Meanwhile, Buxton in the Peak District, hitherto best-known for its water and Dave Lee ‘Hairy Cornflake’ Travis, gave us Lloyd Cole and The Commotions’ Rattlesnakes and its astonishingly unhip lead single Perfect Skin. How many other popular songs have featured the word ‘geometry’ and  someone gaining enlightenment from Cosmopolitan? But while it was never Paddy McAloon and Prefab Sprout, Paul Buchanan and The Blue Nile or Morrissey and The Smiths, Cole followed the footsteps of James Brown and Buddy Holly as well as the less auspicious ones of Billy J Kramer and Brian Poole, blatantly separating himself from his teammates.

====

* WRITTEN EXERCISE A
Write out the Lloyd Cole passage word for word, from its first sentence to its last.
The Lloyd Cole passage and the rows below it have no connection to each other.

====

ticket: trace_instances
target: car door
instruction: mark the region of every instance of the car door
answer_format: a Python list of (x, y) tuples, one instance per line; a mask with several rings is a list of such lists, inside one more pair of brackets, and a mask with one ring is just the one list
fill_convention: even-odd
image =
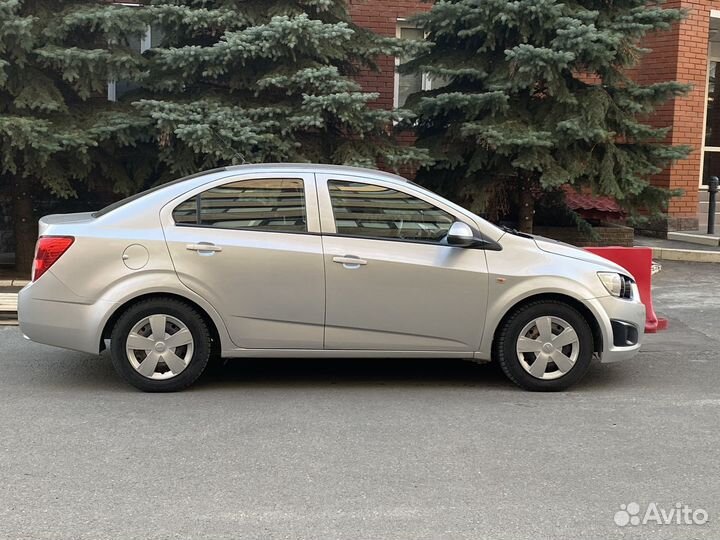
[[(322, 349), (325, 281), (313, 174), (232, 176), (164, 208), (179, 279), (248, 349)], [(170, 205), (168, 205), (170, 206)]]
[(455, 220), (412, 184), (317, 175), (325, 348), (477, 350), (487, 307), (481, 249), (444, 242)]

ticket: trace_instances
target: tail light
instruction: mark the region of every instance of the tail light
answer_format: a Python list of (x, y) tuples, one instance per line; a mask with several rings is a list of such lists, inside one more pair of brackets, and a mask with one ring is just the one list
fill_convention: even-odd
[(32, 280), (36, 281), (62, 257), (75, 241), (73, 236), (41, 236), (35, 246)]

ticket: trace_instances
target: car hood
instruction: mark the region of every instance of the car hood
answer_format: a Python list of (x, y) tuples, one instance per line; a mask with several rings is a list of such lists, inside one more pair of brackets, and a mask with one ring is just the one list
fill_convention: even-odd
[(564, 242), (558, 242), (557, 240), (552, 240), (550, 238), (545, 238), (543, 236), (533, 236), (533, 240), (535, 240), (535, 244), (539, 249), (547, 253), (552, 253), (554, 255), (560, 255), (562, 257), (569, 257), (571, 259), (593, 263), (603, 267), (603, 269), (608, 269), (614, 272), (621, 272), (623, 274), (630, 275), (630, 272), (625, 270), (619, 264), (615, 264), (614, 262), (604, 257), (595, 255), (594, 253), (590, 253), (589, 251), (585, 251), (584, 249), (571, 246), (570, 244), (566, 244)]

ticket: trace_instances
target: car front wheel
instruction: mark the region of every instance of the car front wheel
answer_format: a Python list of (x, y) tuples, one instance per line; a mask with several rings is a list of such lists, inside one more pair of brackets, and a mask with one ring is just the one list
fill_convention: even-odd
[(110, 337), (115, 370), (145, 392), (191, 385), (210, 357), (210, 332), (200, 314), (173, 298), (138, 302), (117, 320)]
[(593, 335), (573, 307), (538, 301), (516, 309), (503, 323), (494, 354), (507, 377), (526, 390), (564, 390), (590, 367)]

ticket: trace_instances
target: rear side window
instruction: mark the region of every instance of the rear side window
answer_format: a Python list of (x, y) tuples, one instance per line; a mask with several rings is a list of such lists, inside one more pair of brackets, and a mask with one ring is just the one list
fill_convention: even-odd
[(173, 210), (177, 225), (306, 232), (303, 181), (239, 180), (203, 191)]
[(402, 191), (330, 180), (330, 200), (338, 234), (439, 242), (455, 218)]

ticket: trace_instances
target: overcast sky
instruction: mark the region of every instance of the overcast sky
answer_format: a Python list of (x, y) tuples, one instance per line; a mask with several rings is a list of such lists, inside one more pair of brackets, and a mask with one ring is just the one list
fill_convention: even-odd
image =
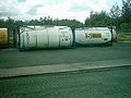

====

* WRITTEN EXERCISE B
Repeat the rows verbatim, beginning at their first line and stopping after the line that contains "236), (35, 246)]". Leave the pictures out of your answer.

* COMPLETE ANSWER A
Meanwhile, Buxton in the Peak District, hitherto best-known for its water and Dave Lee ‘Hairy Cornflake’ Travis, gave us Lloyd Cole and The Commotions’ Rattlesnakes and its astonishingly unhip lead single Perfect Skin. How many other popular songs have featured the word ‘geometry’ and  someone gaining enlightenment from Cosmopolitan? But while it was never Paddy McAloon and Prefab Sprout, Paul Buchanan and The Blue Nile or Morrissey and The Smiths, Cole followed the footsteps of James Brown and Buddy Holly as well as the less auspicious ones of Billy J Kramer and Brian Poole, blatantly separating himself from his teammates.

* COMPLETE ANSWER B
ticket: trace_instances
target: car door
instruction: mark the region of every instance of the car door
answer_format: a Python list of (x, y) tuples, one instance per line; a mask with several rings is a list of such lists, inside one more pair of brackets, and a mask with one ring is just the one list
fill_convention: even-odd
image =
[[(322, 349), (325, 281), (313, 174), (232, 176), (164, 208), (179, 279), (248, 349)], [(170, 205), (168, 205), (170, 206)]]
[(455, 220), (412, 184), (317, 175), (325, 348), (477, 350), (487, 307), (481, 249), (444, 242)]

ticket: trace_instances
target: tail light
instruction: mark the region of every instance of the tail light
answer_format: a Python list of (x, y) tuples, one instance per line; a mask with several rings is a list of such lists, inside one more pair of brackets, and a mask with one ring is just the one list
fill_convention: even-odd
[(32, 280), (36, 281), (62, 257), (75, 241), (73, 236), (41, 236), (35, 246)]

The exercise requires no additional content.